> WHAT TO PRODUCE: Format the listing from the line containing "Reviewer note. Check that every instance of the blue" through the end of the listing as a two-column CSV with columns note and points. Give each note's text and the point lines beneath it as one row, with each value in a single quoted field and line breaks replaced by spaces.

[Raw listing]
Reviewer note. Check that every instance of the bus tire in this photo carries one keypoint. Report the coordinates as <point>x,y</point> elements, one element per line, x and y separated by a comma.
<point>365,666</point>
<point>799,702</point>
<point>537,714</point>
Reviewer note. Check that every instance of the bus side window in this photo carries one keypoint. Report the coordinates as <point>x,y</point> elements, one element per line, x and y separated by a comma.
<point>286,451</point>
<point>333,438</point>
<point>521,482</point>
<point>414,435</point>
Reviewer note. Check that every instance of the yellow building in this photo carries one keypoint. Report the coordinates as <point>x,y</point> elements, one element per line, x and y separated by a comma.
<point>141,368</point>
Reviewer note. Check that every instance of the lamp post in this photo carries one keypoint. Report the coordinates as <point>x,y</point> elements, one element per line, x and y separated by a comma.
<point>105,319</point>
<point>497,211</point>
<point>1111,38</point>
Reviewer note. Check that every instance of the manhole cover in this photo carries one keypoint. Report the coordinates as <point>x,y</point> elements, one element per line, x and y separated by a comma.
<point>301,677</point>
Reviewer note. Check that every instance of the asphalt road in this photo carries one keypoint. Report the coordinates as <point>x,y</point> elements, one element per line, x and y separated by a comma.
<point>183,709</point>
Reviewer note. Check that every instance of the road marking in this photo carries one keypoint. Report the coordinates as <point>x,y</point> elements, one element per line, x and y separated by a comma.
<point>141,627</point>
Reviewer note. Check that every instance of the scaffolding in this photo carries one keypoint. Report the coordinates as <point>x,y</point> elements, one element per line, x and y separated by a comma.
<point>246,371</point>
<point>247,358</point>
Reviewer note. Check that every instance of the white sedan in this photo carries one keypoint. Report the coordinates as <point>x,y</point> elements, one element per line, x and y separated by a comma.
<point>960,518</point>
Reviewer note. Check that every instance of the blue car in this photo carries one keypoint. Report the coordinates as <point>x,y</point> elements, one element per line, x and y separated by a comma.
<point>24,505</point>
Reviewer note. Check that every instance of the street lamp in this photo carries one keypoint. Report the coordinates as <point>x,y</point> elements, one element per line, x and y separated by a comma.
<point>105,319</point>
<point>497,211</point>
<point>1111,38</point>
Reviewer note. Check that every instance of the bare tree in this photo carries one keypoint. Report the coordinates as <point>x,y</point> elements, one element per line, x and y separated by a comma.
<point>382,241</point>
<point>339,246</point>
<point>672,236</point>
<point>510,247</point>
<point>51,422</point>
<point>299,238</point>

> RESPONSE:
note,points
"Reviewer note. Check that every instance of the blue car in this photo carries one keypoint. Report the coordinates as <point>x,y</point> elements, one element per line, x and y separated by a comma.","<point>24,505</point>"
"Reviewer note. Check that every instance of the street lamp in this photo carries one keypoint. Report the coordinates as <point>x,y</point> elements, one element per line, x and y separated by a comma.","<point>105,319</point> <point>497,211</point> <point>1111,38</point>"
"Reviewer note. Check that every instance of the bare tree in this photo carries one keypoint. Report the coordinates as <point>x,y</point> elements, one element per line, x and y separated by a comma.","<point>382,241</point> <point>339,246</point> <point>672,236</point> <point>510,247</point> <point>51,422</point> <point>299,238</point>"